- SOURCE RECORDS:

*** Block opens ***

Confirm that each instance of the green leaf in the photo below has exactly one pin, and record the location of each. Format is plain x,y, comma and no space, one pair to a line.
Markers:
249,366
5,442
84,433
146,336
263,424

*** Block closes ***
*** Block opens ***

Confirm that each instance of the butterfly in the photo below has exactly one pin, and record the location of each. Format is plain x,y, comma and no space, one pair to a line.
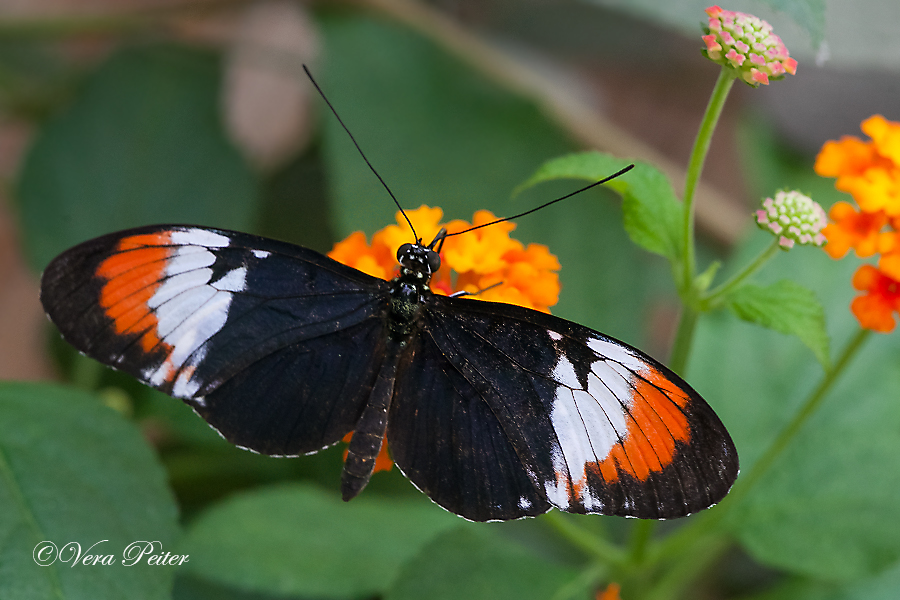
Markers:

*** Block closes ***
*** Block opens ***

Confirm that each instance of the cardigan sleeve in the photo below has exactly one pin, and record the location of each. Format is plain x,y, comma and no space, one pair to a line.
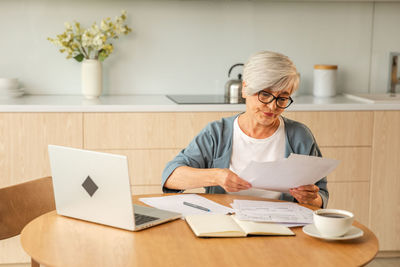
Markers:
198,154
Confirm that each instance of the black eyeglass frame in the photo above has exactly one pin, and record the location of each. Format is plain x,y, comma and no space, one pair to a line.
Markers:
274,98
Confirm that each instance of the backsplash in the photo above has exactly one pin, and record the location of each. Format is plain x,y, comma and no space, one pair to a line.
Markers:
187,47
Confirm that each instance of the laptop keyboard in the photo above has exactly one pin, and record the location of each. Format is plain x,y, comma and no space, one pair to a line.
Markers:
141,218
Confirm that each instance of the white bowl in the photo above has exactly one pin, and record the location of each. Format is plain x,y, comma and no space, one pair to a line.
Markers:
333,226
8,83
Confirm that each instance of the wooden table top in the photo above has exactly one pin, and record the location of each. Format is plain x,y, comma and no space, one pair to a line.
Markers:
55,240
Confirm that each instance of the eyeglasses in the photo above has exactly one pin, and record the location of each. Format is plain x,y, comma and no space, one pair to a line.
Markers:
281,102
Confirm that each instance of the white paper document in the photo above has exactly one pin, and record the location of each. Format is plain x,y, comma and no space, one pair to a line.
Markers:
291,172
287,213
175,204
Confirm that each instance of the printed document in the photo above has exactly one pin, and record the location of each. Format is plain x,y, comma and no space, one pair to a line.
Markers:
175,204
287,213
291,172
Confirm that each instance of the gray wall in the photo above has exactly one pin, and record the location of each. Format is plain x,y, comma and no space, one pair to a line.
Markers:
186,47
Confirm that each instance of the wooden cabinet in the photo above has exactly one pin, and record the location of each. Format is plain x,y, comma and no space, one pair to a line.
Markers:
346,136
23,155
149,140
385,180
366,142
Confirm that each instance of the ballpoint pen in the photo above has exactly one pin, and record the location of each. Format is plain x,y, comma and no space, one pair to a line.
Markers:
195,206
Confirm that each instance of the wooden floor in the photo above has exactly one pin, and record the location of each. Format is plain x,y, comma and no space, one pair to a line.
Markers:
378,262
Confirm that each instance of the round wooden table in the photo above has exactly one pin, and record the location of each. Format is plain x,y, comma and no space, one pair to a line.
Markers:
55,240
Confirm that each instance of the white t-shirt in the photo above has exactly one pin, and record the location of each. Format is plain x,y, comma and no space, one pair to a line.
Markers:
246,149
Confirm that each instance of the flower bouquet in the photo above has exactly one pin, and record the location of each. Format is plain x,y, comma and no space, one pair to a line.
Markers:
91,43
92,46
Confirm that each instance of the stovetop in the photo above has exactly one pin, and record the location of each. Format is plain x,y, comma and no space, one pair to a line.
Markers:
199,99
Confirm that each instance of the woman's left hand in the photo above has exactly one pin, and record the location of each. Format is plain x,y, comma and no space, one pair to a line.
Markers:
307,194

*** Block closes ***

Nothing but the lines with "document" should be returned, copied from the entries above.

- ANSWER SECTION:
Confirm that each instance of the white paper document in the photo above has exactly one pin, and record the location of each. Format is plain x,y, comma and no space, one pair to a line.
Confirm that each instance of the printed document in the photo above has exactly one pin, and record the location of each. Format is plain x,y, comma and no space, one pair to a line.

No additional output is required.